As you will have guessed, the title has both literal and metaphorical meanings: it is set near Eden in southern New South Wales, and the characters may be “near” but they don’t achieve being “in” Eden (paradise). Their own flaws prevent it.

The story starts with a prologue which looks back to halcyon days in the life of Tilly, then 13 years old, and her foster brother Sem and friend Celeste who were 14, almost 15 years old. The dynamic is set between them, one in which the younger Tilly is seen by the other two as “just a kid”. There is a bit of an experience gap between them – as can happen at the time of early puberty. An incident happens at the local pool that sets us up for the tone of the book, though it’s not “the” incident on which the book centres. In this incident, a small child falls – or is knocked – and hurts his head. Who did it? Tilly blames Celeste, though she herself “might” have done it. Writing later, she says:

The more I think on things, one way or the other, the more real they seem. That I was afraid of getting in trouble. Or that I wanted to punish Celeste. That it was her fault, or mine. I can believe it either way.

Throughout the novel, which primarily takes place when Tilly and Celeste are around 19 to 21 years old, the story is told in this maybe-this-maybe-that sort of tone. It is, essentially, a story about finding one’s self, one’s identity. In this case, it’s Tilly’s, so we see it all through her eyes, as she struggles to keep up with the just-a-bit-older, just-a-bit more experienced, just-a-bit more confident Celeste. This sort of uneven friendship is difficult to maintain.

“it could play either way” (Tilly)

**Your tasks**
[1] Can you condense the paragraph of the review that begins "Throughout the novel" into a short bulleted list that keeps its main facts?
[2] Will you quote the stretch of the review from "The more I think" through "it either way."?
Nothing here requires the records.

**Given records**

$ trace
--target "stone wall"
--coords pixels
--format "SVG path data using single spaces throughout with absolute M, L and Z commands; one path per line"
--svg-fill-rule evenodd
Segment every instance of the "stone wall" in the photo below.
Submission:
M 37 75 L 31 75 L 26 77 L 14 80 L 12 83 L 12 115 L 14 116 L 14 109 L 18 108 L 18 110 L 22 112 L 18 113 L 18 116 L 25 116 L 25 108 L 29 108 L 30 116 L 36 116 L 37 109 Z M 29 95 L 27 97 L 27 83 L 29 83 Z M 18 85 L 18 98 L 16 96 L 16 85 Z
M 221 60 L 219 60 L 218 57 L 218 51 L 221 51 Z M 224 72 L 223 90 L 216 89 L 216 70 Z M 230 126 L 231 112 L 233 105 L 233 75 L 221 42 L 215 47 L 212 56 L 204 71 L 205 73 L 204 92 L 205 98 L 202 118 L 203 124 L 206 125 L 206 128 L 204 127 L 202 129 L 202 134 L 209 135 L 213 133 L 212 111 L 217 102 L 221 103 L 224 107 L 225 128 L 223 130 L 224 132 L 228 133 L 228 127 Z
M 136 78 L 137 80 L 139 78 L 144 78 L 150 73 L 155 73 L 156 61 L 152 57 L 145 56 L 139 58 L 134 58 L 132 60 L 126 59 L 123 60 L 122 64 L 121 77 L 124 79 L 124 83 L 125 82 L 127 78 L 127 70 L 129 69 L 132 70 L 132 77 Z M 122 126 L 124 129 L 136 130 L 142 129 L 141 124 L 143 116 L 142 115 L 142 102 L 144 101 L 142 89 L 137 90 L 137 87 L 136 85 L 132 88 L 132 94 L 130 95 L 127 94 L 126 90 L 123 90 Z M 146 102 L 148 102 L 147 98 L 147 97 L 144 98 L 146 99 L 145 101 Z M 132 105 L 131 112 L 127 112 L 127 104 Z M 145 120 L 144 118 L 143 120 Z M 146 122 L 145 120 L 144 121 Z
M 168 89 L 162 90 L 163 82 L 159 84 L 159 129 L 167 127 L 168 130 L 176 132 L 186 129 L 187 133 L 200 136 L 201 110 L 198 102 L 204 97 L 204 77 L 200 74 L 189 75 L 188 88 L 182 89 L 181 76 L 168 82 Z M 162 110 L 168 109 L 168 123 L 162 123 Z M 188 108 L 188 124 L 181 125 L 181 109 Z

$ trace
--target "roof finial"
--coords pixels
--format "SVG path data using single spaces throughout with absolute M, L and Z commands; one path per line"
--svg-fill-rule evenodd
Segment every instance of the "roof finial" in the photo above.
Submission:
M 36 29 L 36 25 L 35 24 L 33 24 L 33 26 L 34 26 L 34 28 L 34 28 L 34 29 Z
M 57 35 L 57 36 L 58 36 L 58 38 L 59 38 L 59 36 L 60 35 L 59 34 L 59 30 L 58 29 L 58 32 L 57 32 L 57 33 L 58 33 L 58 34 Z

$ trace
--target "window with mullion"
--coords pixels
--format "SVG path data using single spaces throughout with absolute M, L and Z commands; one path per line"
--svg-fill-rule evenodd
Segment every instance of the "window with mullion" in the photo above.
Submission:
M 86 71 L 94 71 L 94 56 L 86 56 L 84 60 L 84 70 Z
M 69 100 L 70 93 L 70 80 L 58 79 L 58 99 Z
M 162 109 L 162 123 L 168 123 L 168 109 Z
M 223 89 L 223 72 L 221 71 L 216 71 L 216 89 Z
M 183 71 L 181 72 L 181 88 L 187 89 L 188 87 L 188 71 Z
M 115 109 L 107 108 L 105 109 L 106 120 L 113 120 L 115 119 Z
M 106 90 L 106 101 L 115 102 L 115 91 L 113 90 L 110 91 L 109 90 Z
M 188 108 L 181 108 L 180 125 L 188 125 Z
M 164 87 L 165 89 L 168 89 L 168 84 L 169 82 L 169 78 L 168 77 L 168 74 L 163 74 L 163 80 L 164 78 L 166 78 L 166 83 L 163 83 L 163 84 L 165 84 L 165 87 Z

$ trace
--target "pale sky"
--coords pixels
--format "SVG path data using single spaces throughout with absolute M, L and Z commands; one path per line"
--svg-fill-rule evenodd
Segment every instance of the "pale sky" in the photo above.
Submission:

**Solutions for each task**
[1]
- The novel mostly takes place when Tilly and Celeste are about 19 to 21 years old.
- The story keeps a maybe-this-maybe-that tone throughout.
- At heart it is about finding one's identity, in this case Tilly's, and everything is seen through her eyes.
- Tilly struggles to keep up with Celeste, who is slightly older, more experienced and more confident.
- This kind of uneven friendship is hard to maintain.

[2]
The more I think on things, one way or the other, the more real they seem. That I was afraid of getting in trouble. Or that I wanted to punish Celeste. That it was her fault, or mine. I can believe it either way.